Render the rows from the line with "pattern, it would be much appreciated." to the line with "557 741 L 586" as a two-column CSV with the headers instruction and response. Give one line per row, put the row's text and its answer each in a single quoted field, and turn line breaks into spaces.

- [THE INPUT]:
## START

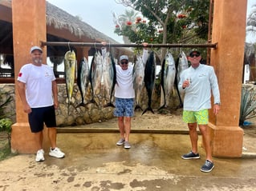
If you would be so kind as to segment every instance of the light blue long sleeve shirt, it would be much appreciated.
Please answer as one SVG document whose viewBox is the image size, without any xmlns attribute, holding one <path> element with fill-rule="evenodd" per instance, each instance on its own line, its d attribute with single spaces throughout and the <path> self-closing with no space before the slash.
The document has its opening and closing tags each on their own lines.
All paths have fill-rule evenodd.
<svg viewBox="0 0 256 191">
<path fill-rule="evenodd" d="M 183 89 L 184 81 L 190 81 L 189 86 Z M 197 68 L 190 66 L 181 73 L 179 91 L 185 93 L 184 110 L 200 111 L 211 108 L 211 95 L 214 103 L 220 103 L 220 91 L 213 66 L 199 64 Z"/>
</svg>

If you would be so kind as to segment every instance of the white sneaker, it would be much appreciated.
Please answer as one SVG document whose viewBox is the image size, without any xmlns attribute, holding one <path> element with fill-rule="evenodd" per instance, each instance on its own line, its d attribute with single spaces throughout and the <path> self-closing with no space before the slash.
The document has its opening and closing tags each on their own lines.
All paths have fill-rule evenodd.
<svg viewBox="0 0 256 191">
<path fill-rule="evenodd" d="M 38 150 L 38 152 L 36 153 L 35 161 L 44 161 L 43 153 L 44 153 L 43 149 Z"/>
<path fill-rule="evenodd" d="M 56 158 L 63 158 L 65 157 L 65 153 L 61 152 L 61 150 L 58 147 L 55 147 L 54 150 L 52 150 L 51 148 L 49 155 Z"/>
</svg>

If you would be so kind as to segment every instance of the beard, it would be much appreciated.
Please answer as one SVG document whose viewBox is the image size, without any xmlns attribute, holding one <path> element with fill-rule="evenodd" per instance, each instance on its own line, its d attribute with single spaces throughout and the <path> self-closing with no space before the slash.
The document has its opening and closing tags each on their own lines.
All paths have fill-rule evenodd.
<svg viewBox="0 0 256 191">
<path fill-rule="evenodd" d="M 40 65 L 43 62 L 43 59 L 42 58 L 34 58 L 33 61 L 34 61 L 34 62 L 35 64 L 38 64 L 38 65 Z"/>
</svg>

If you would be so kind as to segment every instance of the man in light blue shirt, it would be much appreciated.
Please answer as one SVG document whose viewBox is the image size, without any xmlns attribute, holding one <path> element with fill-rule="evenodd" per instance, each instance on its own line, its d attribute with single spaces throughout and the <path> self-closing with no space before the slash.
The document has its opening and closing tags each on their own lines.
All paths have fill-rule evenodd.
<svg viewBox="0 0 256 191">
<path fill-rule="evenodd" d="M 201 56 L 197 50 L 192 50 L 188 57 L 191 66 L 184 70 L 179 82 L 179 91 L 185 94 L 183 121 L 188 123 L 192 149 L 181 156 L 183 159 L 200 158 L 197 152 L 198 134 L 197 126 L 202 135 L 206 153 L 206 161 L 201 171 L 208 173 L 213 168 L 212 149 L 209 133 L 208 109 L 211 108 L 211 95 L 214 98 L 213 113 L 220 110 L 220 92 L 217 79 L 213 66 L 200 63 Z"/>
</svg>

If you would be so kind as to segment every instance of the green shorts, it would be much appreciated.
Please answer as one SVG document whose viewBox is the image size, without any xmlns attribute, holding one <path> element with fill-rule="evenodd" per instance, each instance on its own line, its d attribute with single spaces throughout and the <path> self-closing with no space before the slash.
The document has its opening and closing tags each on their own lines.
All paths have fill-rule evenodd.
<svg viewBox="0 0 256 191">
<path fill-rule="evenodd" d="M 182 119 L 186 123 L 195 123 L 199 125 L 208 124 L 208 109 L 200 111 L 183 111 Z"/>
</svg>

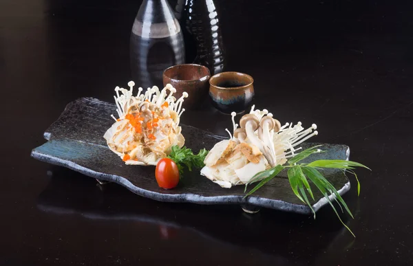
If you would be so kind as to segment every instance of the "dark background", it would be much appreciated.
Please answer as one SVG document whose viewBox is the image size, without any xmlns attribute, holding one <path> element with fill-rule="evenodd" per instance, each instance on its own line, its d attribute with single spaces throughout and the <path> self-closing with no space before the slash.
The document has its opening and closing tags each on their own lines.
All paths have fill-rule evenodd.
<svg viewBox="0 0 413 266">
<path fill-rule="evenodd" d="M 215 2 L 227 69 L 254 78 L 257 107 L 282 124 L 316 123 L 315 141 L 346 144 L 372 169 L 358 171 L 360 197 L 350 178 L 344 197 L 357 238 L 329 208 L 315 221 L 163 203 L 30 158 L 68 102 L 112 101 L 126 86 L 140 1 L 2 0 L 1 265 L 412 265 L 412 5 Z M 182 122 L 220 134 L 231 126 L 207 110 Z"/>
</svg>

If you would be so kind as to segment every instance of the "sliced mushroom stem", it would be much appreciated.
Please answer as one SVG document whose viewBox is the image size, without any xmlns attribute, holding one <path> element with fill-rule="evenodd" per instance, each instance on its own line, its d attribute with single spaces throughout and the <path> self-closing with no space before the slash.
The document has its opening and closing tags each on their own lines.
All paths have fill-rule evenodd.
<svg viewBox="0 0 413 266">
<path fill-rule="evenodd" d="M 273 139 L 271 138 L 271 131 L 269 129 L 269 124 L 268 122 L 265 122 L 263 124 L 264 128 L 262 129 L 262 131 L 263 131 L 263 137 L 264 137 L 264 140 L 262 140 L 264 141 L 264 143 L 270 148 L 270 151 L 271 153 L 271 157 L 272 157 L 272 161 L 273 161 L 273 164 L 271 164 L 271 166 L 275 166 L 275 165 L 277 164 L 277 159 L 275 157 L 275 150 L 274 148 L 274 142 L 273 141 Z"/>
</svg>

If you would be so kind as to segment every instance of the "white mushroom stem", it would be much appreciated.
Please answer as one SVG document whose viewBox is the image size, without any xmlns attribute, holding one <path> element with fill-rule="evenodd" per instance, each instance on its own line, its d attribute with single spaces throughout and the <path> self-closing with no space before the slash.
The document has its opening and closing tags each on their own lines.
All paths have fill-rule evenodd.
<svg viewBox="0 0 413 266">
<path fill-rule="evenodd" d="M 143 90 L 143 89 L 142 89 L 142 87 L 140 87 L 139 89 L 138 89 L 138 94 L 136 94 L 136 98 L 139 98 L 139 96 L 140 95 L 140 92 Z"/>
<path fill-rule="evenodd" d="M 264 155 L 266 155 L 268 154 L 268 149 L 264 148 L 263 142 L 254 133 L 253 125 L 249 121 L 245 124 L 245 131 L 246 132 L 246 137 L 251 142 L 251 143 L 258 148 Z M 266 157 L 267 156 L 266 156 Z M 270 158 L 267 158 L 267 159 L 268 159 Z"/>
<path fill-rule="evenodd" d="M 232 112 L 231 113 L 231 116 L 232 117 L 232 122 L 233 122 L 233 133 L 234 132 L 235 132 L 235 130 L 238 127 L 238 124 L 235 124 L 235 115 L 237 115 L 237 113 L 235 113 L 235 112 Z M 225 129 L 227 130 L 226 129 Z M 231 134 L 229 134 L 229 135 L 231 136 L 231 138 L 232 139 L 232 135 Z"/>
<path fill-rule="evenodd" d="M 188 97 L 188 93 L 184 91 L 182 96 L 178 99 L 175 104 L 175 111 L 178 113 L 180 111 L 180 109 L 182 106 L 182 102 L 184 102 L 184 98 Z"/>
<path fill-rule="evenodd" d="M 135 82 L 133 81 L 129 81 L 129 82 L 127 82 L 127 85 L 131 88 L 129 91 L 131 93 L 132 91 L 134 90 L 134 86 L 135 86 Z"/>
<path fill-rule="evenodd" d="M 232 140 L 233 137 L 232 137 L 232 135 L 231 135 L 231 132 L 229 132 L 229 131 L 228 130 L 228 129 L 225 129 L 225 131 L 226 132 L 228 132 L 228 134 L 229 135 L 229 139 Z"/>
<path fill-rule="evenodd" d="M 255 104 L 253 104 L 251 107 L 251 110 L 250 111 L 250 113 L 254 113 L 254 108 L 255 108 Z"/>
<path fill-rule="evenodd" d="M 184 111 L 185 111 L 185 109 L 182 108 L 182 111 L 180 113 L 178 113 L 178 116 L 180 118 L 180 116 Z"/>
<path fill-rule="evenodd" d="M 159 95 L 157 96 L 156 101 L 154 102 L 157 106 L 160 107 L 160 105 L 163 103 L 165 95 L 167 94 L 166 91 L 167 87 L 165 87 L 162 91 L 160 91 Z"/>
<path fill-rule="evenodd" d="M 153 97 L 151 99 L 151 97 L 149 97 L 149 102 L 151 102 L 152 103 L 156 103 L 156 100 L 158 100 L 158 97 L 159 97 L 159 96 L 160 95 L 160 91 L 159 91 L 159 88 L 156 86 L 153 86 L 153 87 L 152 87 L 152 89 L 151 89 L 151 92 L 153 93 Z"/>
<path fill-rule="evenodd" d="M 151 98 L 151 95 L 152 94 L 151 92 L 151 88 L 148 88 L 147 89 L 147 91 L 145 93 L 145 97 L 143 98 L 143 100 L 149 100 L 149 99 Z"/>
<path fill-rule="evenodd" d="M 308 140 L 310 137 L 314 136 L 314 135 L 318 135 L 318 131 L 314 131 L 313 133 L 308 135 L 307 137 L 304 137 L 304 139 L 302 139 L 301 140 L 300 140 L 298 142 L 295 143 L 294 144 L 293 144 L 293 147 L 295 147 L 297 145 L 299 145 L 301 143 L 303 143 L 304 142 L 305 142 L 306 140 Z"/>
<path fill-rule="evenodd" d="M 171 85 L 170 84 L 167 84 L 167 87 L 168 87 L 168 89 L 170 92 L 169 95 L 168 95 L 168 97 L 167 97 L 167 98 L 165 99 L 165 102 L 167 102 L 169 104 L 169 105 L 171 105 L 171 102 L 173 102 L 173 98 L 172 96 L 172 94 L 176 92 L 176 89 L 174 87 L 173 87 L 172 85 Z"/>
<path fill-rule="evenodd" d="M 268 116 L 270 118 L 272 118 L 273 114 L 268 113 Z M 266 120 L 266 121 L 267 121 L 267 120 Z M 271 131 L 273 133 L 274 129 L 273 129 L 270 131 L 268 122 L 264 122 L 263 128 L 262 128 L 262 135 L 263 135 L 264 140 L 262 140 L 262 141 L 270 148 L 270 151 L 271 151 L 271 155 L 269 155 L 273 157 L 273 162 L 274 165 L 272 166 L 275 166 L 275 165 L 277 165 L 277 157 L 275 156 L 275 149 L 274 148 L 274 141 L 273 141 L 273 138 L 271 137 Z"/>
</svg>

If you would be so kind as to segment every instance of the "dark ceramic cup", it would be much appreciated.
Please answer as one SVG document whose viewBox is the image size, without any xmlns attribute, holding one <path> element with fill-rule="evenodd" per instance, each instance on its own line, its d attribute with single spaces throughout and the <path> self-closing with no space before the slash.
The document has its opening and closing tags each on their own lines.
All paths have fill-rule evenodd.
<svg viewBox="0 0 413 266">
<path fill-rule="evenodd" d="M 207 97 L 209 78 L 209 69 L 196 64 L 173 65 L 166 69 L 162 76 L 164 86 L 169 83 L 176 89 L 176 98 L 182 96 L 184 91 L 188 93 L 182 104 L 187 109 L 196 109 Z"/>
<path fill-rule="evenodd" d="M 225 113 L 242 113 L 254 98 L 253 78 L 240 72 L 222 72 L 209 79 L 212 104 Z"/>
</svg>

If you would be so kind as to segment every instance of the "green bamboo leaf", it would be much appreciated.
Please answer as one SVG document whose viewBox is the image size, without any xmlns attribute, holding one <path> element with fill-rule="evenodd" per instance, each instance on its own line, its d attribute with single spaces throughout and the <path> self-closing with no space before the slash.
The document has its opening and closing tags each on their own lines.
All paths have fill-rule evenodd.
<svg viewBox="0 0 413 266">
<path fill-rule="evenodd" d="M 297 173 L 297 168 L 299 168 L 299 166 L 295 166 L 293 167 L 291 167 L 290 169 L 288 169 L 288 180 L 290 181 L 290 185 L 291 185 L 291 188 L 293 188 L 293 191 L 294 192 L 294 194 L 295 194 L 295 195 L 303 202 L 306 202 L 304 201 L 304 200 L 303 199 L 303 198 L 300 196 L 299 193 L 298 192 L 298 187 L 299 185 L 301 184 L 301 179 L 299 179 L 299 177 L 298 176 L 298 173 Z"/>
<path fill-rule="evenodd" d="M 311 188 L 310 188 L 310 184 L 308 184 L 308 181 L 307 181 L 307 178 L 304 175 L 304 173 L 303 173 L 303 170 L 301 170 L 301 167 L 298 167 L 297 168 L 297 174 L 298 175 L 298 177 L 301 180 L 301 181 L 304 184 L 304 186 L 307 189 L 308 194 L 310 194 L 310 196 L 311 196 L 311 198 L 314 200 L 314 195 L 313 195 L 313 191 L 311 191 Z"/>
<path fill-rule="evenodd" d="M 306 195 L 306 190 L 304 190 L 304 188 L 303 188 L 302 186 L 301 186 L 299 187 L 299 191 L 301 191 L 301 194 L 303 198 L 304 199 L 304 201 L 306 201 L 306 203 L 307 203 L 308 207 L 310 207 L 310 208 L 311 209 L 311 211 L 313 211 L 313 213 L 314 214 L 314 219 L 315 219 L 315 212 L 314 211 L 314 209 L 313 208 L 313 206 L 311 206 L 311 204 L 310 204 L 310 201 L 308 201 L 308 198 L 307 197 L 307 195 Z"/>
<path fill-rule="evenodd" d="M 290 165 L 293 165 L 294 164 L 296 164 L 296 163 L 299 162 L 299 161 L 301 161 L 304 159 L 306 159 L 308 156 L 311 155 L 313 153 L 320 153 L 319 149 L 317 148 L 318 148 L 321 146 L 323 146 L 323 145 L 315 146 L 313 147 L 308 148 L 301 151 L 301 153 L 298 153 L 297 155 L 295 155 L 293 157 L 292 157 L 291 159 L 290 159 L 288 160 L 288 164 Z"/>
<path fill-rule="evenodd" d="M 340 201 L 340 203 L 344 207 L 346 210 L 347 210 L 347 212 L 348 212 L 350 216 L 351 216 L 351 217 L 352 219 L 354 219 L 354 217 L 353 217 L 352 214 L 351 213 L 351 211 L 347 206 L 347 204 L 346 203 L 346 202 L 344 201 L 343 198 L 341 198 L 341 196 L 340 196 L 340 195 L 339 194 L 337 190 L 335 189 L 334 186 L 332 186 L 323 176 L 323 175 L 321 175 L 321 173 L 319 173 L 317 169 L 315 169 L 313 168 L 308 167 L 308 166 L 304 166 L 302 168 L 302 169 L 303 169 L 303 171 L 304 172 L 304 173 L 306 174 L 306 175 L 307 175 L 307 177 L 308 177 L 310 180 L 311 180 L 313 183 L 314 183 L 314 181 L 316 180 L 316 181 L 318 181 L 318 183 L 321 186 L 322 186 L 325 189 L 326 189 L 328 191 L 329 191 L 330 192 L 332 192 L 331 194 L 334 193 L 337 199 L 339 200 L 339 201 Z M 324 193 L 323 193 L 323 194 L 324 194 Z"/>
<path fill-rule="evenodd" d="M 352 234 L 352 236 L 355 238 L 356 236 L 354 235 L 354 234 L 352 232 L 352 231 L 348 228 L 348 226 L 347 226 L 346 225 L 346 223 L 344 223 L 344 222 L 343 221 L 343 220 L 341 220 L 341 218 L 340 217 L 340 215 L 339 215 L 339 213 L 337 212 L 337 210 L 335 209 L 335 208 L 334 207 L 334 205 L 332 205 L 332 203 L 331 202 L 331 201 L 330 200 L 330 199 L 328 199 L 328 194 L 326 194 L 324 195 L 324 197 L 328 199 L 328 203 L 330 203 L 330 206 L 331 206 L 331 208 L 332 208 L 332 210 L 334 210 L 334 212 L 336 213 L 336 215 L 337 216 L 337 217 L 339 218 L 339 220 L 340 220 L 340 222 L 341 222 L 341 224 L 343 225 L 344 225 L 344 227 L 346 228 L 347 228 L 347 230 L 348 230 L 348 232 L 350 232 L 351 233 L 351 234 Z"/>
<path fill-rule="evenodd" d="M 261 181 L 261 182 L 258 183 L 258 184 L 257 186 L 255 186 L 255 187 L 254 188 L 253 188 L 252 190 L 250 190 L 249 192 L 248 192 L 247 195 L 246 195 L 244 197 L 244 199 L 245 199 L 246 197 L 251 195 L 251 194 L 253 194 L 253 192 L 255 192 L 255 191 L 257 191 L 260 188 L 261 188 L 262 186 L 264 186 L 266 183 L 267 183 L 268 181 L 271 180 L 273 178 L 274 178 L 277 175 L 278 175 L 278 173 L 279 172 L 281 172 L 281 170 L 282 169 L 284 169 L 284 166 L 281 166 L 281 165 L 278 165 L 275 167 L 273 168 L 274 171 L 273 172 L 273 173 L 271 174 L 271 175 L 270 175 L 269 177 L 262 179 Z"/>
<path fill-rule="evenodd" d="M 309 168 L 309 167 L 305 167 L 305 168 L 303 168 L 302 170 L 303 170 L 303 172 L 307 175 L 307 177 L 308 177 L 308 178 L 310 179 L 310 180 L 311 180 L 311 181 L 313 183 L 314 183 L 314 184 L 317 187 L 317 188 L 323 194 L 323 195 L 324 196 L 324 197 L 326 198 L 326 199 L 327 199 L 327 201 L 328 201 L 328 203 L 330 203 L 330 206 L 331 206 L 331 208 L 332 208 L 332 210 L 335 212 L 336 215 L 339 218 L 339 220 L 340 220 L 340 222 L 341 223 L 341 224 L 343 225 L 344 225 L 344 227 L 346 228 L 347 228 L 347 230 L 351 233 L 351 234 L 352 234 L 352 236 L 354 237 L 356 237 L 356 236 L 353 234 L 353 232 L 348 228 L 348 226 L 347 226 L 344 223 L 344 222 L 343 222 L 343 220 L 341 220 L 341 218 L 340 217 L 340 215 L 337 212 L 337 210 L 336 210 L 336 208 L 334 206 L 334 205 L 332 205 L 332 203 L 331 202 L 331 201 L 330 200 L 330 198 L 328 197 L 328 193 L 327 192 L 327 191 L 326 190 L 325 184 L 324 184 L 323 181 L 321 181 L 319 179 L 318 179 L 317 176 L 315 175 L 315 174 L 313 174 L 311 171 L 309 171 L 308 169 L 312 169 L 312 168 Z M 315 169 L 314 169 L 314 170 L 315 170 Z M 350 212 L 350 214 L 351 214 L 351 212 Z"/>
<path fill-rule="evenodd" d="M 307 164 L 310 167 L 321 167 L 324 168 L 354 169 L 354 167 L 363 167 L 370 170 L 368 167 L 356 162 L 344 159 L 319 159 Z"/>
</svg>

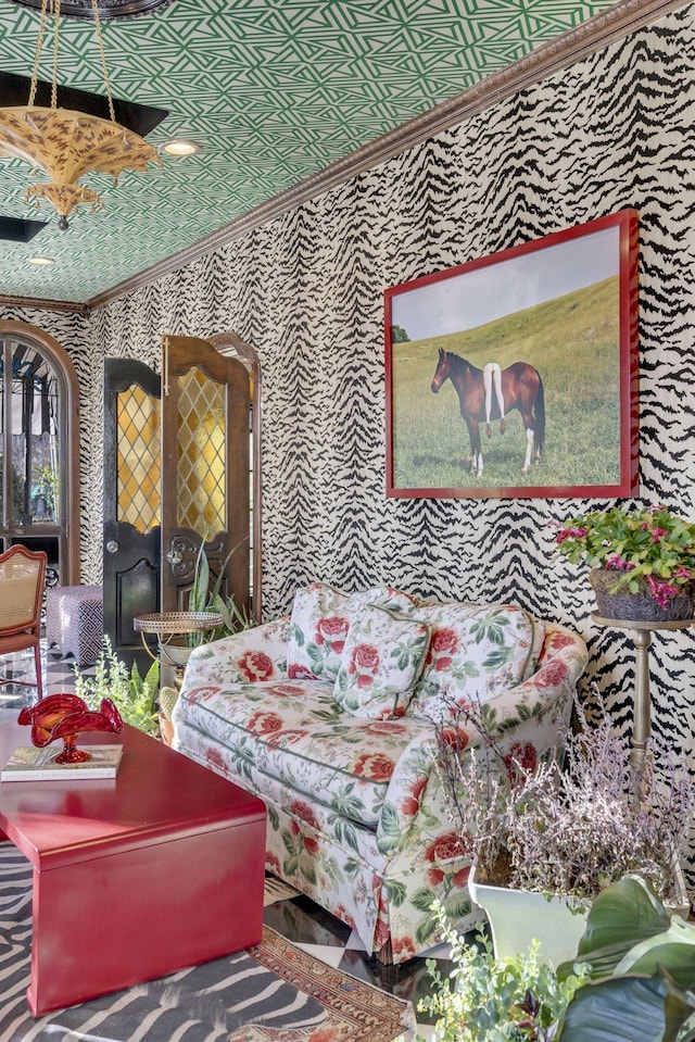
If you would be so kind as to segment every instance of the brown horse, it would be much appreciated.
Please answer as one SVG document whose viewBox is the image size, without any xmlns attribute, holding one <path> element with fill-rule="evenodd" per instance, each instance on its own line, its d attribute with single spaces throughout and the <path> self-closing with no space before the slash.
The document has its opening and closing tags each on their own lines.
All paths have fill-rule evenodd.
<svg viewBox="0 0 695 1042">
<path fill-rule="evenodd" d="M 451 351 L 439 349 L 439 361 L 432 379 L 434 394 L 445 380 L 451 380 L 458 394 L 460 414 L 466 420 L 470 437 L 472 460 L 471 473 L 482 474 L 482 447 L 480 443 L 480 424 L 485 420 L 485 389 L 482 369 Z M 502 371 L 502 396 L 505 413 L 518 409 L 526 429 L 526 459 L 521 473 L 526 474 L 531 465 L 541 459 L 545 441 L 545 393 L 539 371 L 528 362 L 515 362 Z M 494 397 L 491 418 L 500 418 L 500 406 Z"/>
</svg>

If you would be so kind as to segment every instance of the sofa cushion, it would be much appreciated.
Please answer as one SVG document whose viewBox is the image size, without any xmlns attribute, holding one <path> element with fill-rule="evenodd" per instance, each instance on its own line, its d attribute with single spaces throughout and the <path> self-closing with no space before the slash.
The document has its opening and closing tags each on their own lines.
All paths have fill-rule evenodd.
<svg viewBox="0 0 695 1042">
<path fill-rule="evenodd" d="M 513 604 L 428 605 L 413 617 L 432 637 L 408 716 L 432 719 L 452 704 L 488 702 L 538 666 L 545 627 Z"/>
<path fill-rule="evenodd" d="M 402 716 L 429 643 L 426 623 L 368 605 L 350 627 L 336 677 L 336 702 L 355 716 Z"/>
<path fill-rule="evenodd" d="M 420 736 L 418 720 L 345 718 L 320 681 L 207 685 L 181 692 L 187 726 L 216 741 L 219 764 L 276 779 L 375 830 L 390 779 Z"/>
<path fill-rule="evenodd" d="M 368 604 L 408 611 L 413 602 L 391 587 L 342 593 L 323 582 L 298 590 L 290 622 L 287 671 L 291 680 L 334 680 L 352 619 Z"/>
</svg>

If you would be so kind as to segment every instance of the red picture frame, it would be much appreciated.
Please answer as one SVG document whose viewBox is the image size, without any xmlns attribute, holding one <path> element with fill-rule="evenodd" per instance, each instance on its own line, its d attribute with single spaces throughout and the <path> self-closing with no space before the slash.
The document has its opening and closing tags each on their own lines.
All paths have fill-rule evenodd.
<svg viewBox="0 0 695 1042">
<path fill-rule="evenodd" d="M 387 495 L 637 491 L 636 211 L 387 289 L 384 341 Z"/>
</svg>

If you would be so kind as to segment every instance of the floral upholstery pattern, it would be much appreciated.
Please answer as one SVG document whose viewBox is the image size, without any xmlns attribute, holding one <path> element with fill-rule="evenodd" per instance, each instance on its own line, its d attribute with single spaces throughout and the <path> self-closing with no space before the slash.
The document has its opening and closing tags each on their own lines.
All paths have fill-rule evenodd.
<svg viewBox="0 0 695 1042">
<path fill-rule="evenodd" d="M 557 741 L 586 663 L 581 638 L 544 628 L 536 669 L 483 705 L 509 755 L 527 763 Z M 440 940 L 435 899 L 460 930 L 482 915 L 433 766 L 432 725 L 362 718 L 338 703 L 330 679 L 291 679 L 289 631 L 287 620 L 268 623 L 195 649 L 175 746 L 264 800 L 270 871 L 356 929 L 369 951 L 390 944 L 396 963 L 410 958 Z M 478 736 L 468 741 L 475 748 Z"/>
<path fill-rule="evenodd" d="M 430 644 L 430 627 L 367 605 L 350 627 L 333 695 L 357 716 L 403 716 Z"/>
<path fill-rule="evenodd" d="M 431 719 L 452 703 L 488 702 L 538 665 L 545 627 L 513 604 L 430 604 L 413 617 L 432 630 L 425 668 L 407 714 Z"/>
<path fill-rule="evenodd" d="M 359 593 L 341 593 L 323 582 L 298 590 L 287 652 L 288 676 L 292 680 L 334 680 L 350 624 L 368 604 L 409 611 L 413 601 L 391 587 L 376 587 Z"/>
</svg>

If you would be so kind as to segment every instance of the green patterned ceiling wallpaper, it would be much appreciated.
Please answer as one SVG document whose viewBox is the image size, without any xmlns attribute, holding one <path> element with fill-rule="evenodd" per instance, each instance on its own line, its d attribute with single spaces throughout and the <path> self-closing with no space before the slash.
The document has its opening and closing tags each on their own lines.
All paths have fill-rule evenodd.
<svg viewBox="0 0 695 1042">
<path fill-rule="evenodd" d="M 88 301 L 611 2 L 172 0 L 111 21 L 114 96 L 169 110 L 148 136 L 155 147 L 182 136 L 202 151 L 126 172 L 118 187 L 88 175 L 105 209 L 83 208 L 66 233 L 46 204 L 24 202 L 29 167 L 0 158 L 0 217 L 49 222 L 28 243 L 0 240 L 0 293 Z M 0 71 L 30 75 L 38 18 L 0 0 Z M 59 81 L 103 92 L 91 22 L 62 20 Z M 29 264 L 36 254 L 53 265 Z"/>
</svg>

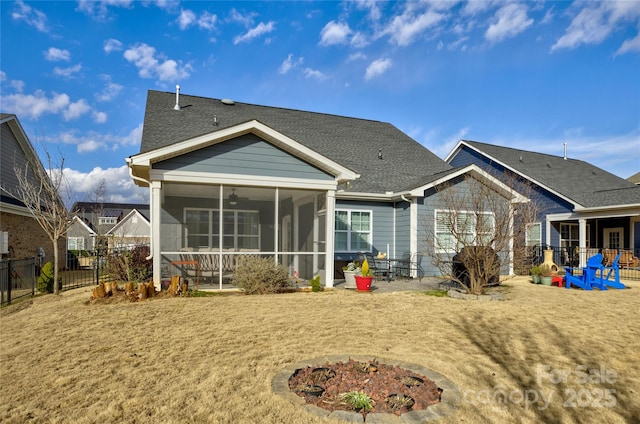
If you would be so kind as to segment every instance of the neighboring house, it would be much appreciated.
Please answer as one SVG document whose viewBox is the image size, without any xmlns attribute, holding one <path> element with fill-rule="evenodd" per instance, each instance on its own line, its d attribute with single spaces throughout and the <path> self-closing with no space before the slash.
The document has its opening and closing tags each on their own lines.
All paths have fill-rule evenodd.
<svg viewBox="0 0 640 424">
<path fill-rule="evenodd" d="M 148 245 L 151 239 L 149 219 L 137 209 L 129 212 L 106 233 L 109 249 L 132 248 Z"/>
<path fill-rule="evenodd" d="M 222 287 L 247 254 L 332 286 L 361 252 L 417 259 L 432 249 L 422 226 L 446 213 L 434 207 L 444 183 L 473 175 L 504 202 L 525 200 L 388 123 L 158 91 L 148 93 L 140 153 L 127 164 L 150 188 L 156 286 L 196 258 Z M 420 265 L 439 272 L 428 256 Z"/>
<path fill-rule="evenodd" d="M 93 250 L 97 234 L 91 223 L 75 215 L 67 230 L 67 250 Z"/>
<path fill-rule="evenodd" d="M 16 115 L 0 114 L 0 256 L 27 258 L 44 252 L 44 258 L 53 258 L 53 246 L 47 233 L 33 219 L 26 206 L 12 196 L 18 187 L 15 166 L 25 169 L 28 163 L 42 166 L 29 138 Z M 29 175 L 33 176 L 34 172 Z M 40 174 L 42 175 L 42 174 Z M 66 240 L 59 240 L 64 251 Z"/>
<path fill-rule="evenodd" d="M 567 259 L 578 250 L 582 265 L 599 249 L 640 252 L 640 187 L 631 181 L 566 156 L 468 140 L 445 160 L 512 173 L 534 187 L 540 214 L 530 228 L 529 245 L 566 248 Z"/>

## END

- [EXERCISE RESPONSE]:
instruction,response
"If you would be so kind as to segment every instance of the floral upholstery pattern, it would be much appreciated. Please answer as one SVG document whose viewBox is the image size, without any xmlns attribute, holding one <path> element with fill-rule=""evenodd"" per instance, each instance on its own line, its d attribute with single spaces throughout and the <path> self-closing with no space before the slash. The document has its opening and closing tags each on their own lines. All paths have fill-rule evenodd.","<svg viewBox=""0 0 695 1042""> <path fill-rule=""evenodd"" d=""M 557 741 L 586 663 L 581 638 L 544 628 L 536 669 L 483 705 L 509 755 L 527 763 Z M 440 940 L 435 899 L 460 930 L 482 915 L 433 766 L 432 725 L 362 718 L 338 703 L 330 679 L 291 679 L 289 631 L 287 620 L 268 623 L 195 649 L 175 746 L 264 800 L 270 871 L 356 929 L 369 951 L 390 944 L 396 963 L 410 958 Z M 478 736 L 468 741 L 475 748 Z""/>"